### Extrait du document

.....

Une femme âgée, une jeune femme et un homme dans la cinquantaine se dirigent vers l’entrée d’un établissement pénitentiaire. Une certaine appréhension se lit sur leurs visages. Ils ont rendez-vous avec trois personnes détenues…
Le film « Je verrai toujours vos visages », sorti en mars 2023, dit bien la justice restaurative.

Les mots prononcés par le formateur dans la bande-annonce la résument : « ce que vous proposez à ces gens, c’est l’inverse de ce que tout le monde leur a toujours proposé. La justice restaurative, c’est un sport de combat. On ne parle pas à leur place. On ne suggère rien. On écoute. On accueille inconditionnellement.
Si vous leur laissez un espace pour réfléchir, ils vont réfléchir. Sinon, ils vont taire ce qu’ils ont toujours tu. Sinon, ils vont dire ce qu’ils ont toujours dit à tout le monde. On est là pour favoriser leur réparation. »

 
QU’EST-CE QUE LA JUSTICE RESTAURATIVE ?

C’est un processus qui organise des sessions de rencontres (5 ou 6) entre un groupe de victimes (3 à 5 personnes par groupe) ou une seule victime et un groupe de personnes condamnées – se trouvant en milieu ouvert ou fermé – ou un seul infracteur, qui ne se connaissent pas mais qui sont concernés par un même type d’infraction. Ces rencontres sont animées par un ou des tiers indépendants spécialement formés.

.....

### Liste des données
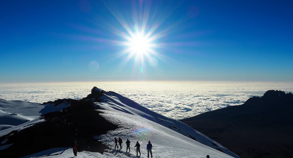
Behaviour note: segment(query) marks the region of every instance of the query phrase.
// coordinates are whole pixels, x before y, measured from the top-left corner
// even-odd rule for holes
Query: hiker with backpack
[[[146,145],[146,150],[147,150],[147,157],[149,158],[149,154],[151,153],[151,157],[153,158],[153,154],[151,153],[151,148],[153,147],[153,145],[151,144],[151,141],[149,141],[149,144]]]
[[[73,153],[75,156],[77,156],[77,144],[76,142],[74,141],[74,144],[73,145]]]
[[[119,145],[120,146],[120,149],[121,149],[122,148],[122,146],[121,146],[121,145],[122,144],[122,140],[121,139],[121,138],[120,137],[119,137],[118,142],[119,142]]]
[[[126,152],[127,152],[127,149],[129,149],[129,152],[130,152],[130,141],[128,139],[126,141]]]
[[[137,152],[139,152],[139,156],[140,156],[140,145],[138,143],[138,141],[136,142],[136,144],[134,147],[136,147],[136,156],[138,156]]]
[[[116,137],[114,138],[114,139],[115,140],[115,148],[116,148],[116,146],[117,146],[117,148],[118,148],[118,145],[117,145],[117,143],[118,142],[118,140],[117,139]]]

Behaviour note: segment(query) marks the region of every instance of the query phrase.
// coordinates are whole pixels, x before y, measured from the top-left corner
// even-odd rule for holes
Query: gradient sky
[[[0,82],[293,81],[293,1],[2,1]]]

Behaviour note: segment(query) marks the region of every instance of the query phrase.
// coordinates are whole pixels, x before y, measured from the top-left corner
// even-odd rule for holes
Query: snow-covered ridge
[[[95,103],[108,110],[110,110],[110,108],[146,118],[202,144],[234,157],[238,157],[217,142],[180,121],[153,111],[135,102],[114,92],[108,92],[105,93],[104,95],[99,98],[102,100],[102,101]]]
[[[72,100],[69,99],[47,103],[40,106],[36,105],[38,108],[43,106],[40,109],[33,111],[37,111],[35,113],[35,116],[38,117],[37,118],[0,130],[0,136],[7,135],[13,130],[19,131],[24,130],[36,123],[45,121],[43,118],[40,117],[44,114],[61,111],[64,108],[72,106]],[[140,157],[146,157],[147,153],[144,148],[146,142],[150,140],[154,146],[153,153],[155,155],[155,157],[204,157],[207,154],[212,157],[231,157],[231,156],[239,157],[182,122],[158,114],[114,92],[106,92],[95,87],[92,90],[91,94],[80,100],[92,103],[93,105],[99,108],[99,109],[96,110],[103,113],[100,114],[101,116],[119,127],[116,130],[108,131],[105,134],[94,137],[95,139],[112,149],[105,151],[102,154],[84,151],[78,154],[80,156],[91,157],[95,155],[96,157],[135,157],[136,153],[133,147],[135,142],[138,141],[141,145],[142,156]],[[12,108],[6,109],[13,111]],[[121,150],[115,149],[113,139],[115,137],[122,138],[124,141],[122,146],[125,148],[126,140],[129,139],[131,142],[130,152],[125,152],[125,148]],[[4,148],[9,147],[10,146],[8,145],[11,144],[11,142],[4,142],[0,144],[0,147]],[[13,146],[13,145],[9,145]],[[70,152],[69,150],[70,149],[64,149],[61,151],[62,150],[57,152],[57,155],[50,156],[50,157],[70,157]],[[49,150],[25,157],[53,155],[54,154],[52,154],[56,152],[54,150]]]

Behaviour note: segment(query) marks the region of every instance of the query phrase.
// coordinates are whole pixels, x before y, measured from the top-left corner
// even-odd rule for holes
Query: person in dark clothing
[[[121,145],[122,144],[122,140],[121,139],[121,138],[120,137],[119,137],[118,139],[118,142],[119,142],[119,145],[120,146],[120,149],[122,149],[122,146],[121,146]]]
[[[74,154],[74,156],[77,156],[77,144],[75,141],[74,141],[74,144],[73,145],[73,153]]]
[[[153,147],[153,145],[151,144],[151,141],[149,141],[149,144],[146,145],[146,150],[147,150],[147,157],[149,157],[149,154],[151,153],[151,157],[153,158],[153,154],[151,153],[151,148]]]
[[[129,152],[130,152],[130,141],[128,139],[126,141],[126,152],[127,152],[127,149],[129,149]]]
[[[118,142],[118,140],[117,139],[116,137],[115,137],[114,139],[115,140],[115,148],[116,148],[116,146],[117,146],[117,148],[118,148],[118,145],[117,145],[117,143]]]
[[[138,153],[137,152],[139,152],[139,156],[140,156],[140,145],[138,143],[138,141],[136,142],[136,144],[134,147],[136,147],[136,156],[138,156]]]

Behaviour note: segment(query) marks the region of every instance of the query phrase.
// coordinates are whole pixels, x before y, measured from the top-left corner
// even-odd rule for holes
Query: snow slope
[[[119,94],[109,92],[105,94],[99,98],[103,100],[101,102],[95,103],[105,109],[102,110],[105,113],[102,114],[102,116],[120,127],[115,131],[109,132],[107,135],[97,138],[109,146],[114,148],[113,138],[120,137],[124,141],[129,139],[133,146],[136,141],[139,141],[141,146],[144,146],[145,148],[147,141],[150,140],[154,143],[154,151],[164,153],[164,156],[161,155],[160,157],[201,157],[205,154],[210,155],[212,153],[213,157],[229,157],[226,154],[222,155],[223,152],[210,147],[219,149],[233,157],[239,157],[180,121],[150,110]],[[196,139],[197,141],[190,138]],[[131,149],[132,146],[131,145]],[[134,150],[134,148],[132,148],[132,150]],[[172,151],[170,149],[172,149]],[[141,150],[143,152],[145,150]],[[183,151],[185,152],[183,152]],[[159,157],[158,156],[156,157]]]
[[[106,92],[99,99],[102,101],[94,102],[94,105],[103,109],[96,110],[103,112],[103,113],[100,114],[103,117],[118,125],[119,128],[109,131],[105,134],[94,136],[93,138],[112,149],[105,150],[103,154],[84,151],[78,153],[77,157],[146,158],[147,157],[146,145],[149,140],[153,145],[152,150],[154,158],[204,158],[207,154],[211,157],[239,157],[224,147],[182,122],[152,111],[118,94],[111,92]],[[92,100],[93,101],[96,99],[93,99]],[[44,109],[48,110],[45,110],[47,112],[60,110],[62,107],[69,105],[66,103],[60,105],[60,107],[56,107],[52,104],[46,104],[44,106],[42,111],[44,111]],[[7,109],[9,110],[9,108]],[[41,110],[38,111],[39,114]],[[42,117],[40,117],[1,130],[0,136],[13,130],[23,130],[44,121]],[[122,148],[121,150],[114,147],[114,138],[115,137],[117,138],[120,137],[123,140]],[[125,149],[125,142],[127,139],[131,142],[130,152],[126,152]],[[136,156],[134,146],[137,141],[141,145],[141,157]],[[0,144],[0,147],[9,147],[6,146],[7,145],[5,143]],[[227,154],[214,148],[218,148]],[[55,148],[24,157],[72,157],[72,149],[68,148]]]
[[[1,130],[38,118],[44,107],[39,104],[0,99],[0,133]]]

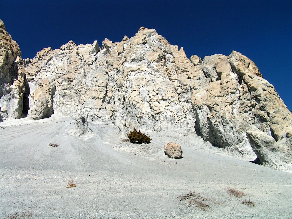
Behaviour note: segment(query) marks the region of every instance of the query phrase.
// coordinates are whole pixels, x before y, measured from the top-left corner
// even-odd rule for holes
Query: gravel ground
[[[0,218],[31,209],[35,218],[292,218],[291,173],[228,157],[196,136],[149,133],[150,144],[134,145],[113,126],[91,124],[95,135],[85,140],[67,134],[73,124],[57,116],[0,123]],[[170,141],[183,158],[165,155]],[[72,178],[76,187],[66,188]],[[190,191],[217,204],[189,207],[177,197]]]

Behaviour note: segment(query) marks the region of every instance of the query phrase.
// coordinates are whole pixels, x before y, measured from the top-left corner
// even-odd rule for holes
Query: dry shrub
[[[241,198],[242,196],[245,196],[245,194],[241,191],[237,190],[235,189],[229,188],[226,190],[229,193],[234,195],[237,198]]]
[[[255,206],[255,203],[253,201],[251,201],[250,199],[248,201],[246,199],[245,199],[241,202],[241,204],[245,204],[246,206],[249,207],[251,208]]]
[[[59,146],[59,145],[54,143],[50,143],[49,145],[52,147],[58,147]]]
[[[68,180],[68,184],[67,184],[66,188],[71,188],[72,187],[76,187],[76,184],[74,181],[74,180],[72,178],[71,180]]]
[[[215,201],[211,199],[199,195],[199,193],[190,192],[185,195],[180,197],[180,201],[185,200],[188,204],[189,207],[194,205],[197,208],[205,211],[209,209],[211,204],[216,204]],[[178,198],[179,197],[178,197]]]
[[[6,216],[5,219],[29,219],[33,218],[32,210],[30,211],[27,210],[26,212],[15,212],[10,215]]]

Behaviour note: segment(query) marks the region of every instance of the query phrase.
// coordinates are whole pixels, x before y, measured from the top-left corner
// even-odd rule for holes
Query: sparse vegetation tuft
[[[130,142],[131,143],[141,144],[142,143],[150,144],[152,140],[149,136],[142,134],[140,132],[137,131],[135,128],[133,131],[130,131],[129,134],[127,134]]]
[[[50,143],[49,145],[51,147],[59,147],[59,145],[54,143]]]
[[[245,204],[251,208],[255,206],[255,203],[253,201],[251,201],[250,199],[248,200],[245,199],[241,202],[241,204]]]
[[[69,180],[68,180],[68,184],[67,184],[66,188],[71,188],[72,187],[76,187],[76,184],[74,181],[74,180],[72,178],[72,179]]]
[[[194,205],[197,208],[202,210],[205,211],[209,209],[211,204],[218,204],[211,199],[205,198],[200,195],[199,193],[190,192],[185,195],[183,195],[179,198],[180,201],[185,200],[188,204],[189,207],[191,205]]]
[[[230,194],[234,195],[237,198],[241,198],[242,196],[245,196],[245,194],[243,192],[235,189],[229,188],[226,190]]]

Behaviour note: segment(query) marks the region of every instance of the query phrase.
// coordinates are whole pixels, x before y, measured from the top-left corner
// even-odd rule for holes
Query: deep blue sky
[[[292,110],[292,1],[1,1],[0,19],[24,58],[42,48],[120,41],[141,26],[195,54],[232,50],[255,62]]]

.....

### Consigne
Répondez brièvement aux questions ci-dessous à partir de l'extrait sur la justice restaurative.
1. Quand le film « Je verrai toujours vos visages » est-il sorti ?
2. À quoi le formateur compare-t-il la justice restaurative ?
3. Combien de sessions de rencontres ce processus organise-t-il ?

### Réponse
1. En mars 2023.
2. À un sport de combat.
3. Cinq ou six.